EXCERPTED PASSAGE >>
Sections

Learning Objectives Graphing Velocity as a Function of Time Solving Problems using Velocity–Time Graphs Practice Problems Check Your Understanding

Learning Objectives

By the end of this section, you will be able to do the following:

Explain the meaning of slope and area in velocity vs. time graphs
Solve problems using velocity vs. time graphs

Section Key Terms
acceleration

Graphing Velocity as a Function of Time

Earlier, we examined graphs of position versus time. Now, we are going to build on that information as we look at graphs of velocity vs. time. Velocity is the rate of change of displacement. Acceleration is the rate of change of velocity; we will discuss acceleration more in another chapter. These concepts are all very interrelated.

Virtual Physics

Maze Game

In this simulation you will use a vector diagram to manipulate a ball into a certain location without hitting a wall. You can manipulate the ball directly with position or by changing its velocity. Explore how these factors change the motion. If you would like, you can put it on the a setting, as well. This is acceleration, which measures the rate of change of velocity. We will explore acceleration in more detail later, but it might be interesting to take a look at it here.

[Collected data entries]

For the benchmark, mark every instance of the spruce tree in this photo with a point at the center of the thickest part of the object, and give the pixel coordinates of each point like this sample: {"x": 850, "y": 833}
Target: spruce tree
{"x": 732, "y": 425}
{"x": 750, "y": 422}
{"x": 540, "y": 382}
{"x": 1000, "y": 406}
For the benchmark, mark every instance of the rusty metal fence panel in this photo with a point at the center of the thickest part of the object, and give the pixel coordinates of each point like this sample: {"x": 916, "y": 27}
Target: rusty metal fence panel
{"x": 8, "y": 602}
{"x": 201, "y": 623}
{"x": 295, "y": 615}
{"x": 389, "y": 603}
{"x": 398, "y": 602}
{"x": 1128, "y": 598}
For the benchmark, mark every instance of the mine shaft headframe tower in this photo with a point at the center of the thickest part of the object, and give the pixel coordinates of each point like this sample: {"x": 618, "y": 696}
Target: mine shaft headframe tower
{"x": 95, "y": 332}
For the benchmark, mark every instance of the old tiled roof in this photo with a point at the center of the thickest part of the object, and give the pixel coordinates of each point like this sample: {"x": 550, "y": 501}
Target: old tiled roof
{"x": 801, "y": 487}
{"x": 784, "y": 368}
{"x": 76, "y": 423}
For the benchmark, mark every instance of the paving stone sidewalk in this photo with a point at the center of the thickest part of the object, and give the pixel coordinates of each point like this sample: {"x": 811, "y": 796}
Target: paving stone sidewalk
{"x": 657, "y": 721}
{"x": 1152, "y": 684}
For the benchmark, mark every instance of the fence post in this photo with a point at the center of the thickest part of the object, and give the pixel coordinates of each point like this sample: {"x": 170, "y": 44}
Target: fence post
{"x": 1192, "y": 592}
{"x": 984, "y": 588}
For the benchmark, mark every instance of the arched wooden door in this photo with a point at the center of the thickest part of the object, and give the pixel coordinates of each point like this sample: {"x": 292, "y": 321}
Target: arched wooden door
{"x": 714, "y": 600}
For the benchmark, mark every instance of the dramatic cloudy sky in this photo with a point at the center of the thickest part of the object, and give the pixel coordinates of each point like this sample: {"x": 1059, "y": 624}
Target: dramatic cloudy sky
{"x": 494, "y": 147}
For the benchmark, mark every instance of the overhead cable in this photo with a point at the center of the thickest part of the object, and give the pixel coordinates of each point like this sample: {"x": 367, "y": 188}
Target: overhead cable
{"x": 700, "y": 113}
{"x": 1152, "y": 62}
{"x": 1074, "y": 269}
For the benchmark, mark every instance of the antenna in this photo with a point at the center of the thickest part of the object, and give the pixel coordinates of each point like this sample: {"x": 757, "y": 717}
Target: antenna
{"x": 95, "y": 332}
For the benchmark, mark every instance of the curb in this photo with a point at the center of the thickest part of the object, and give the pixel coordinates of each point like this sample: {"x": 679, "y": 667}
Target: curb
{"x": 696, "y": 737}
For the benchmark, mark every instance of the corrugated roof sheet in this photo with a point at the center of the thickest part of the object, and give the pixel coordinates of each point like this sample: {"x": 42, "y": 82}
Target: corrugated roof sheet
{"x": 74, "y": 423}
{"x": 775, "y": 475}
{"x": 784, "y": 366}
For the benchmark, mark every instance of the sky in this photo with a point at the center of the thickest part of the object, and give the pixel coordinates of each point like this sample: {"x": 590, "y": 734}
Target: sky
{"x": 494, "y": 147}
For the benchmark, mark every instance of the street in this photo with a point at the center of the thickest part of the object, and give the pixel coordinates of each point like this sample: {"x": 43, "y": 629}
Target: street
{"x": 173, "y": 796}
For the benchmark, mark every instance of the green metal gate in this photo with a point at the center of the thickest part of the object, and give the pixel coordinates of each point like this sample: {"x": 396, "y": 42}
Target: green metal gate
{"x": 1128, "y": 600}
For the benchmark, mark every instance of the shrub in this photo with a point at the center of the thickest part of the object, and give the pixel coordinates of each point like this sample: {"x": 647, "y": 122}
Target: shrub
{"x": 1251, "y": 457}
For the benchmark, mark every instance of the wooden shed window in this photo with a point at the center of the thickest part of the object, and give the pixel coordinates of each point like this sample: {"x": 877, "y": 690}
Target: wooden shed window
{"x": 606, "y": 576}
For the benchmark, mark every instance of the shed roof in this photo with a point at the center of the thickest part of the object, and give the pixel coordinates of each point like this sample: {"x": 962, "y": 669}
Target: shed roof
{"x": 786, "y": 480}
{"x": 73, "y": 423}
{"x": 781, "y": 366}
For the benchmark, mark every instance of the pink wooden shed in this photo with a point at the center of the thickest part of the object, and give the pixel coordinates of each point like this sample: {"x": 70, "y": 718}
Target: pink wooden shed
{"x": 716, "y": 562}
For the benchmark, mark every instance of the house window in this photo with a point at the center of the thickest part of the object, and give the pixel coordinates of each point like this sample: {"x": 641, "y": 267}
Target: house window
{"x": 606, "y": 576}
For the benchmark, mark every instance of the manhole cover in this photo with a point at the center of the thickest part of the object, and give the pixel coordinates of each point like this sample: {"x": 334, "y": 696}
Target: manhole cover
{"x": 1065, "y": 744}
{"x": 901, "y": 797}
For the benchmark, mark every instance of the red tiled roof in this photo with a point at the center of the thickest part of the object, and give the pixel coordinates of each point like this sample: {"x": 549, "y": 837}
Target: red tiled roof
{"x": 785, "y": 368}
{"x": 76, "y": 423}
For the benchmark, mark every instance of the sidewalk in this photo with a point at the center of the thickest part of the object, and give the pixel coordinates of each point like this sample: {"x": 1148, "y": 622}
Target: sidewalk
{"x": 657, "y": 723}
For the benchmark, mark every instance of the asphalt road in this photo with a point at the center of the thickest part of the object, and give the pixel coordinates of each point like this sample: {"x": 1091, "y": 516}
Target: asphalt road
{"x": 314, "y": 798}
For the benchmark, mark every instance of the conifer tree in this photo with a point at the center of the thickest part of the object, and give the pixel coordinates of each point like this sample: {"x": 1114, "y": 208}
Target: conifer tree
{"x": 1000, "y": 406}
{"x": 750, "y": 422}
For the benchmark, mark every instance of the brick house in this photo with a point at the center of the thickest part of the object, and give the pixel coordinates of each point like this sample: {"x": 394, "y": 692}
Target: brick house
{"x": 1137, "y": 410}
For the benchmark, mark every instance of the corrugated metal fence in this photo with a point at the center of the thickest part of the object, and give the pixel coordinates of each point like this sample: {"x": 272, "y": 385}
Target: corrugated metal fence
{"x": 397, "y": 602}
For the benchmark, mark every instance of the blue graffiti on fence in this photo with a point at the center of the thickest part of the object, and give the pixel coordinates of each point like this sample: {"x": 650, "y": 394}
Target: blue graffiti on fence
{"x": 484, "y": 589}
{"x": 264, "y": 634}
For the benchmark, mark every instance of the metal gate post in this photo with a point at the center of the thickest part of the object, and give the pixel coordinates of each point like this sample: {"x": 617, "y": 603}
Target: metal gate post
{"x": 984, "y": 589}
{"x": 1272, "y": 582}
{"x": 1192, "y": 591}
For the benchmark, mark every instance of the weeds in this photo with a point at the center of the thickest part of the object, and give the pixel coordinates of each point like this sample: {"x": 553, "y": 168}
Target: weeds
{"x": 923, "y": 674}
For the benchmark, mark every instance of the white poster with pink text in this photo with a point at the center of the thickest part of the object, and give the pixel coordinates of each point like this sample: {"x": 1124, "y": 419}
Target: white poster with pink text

SET PROBLEM >> Continue the physics lesson on velocity vs. time graphs, starting right after its last sentence.

OUTPUT OF THE TASK >>
In this game, students will use a vector arrow to explore position and velocity. The task is to get a ball into the pinpointed location without it hitting a wall.

Figure 2.17 Click here for the simulation

Grasp Check

In which setting, displacement or velocity, can the ball be easily manipulated and why?

The ball can be easily manipulated with displacement because the arena is a position space.
The ball can be easily manipulated with velocity because the arena is a position space.
The ball can be easily manipulated with displacement because the arena is a velocity space.
The ball can be easily manipulated with velocity because the arena is a velocity space.

What can we learn about motion by looking at velocity vs. time graphs? Let’s return to our drive to school, and look at a graph of position versus time as shown in Figure 2.18.

A line graph titled Position versus Time is shown. The x-axis is labeled time in minutes and has a scale from zero to twenty in increments of one. The y-axis is labeled position, d, in kilometers and has a scale from zero to twelve in increments of one. The line intersects the following data points to form a line that slopes upward and then downward: zero, zero; two, one; four, two; ten, five; twelve, four; fourteen, three; twenty, zero.

Figure 2.18 A graph of position versus time for the drive to and from school is shown.

We assumed for our original calculation that your parent drove with a constant velocity to and from school. We now know that the car could not have gone from rest to a constant velocity without speeding up. So the actual graph would be curved on either end, but let’s make the same approximation as we did then, anyway.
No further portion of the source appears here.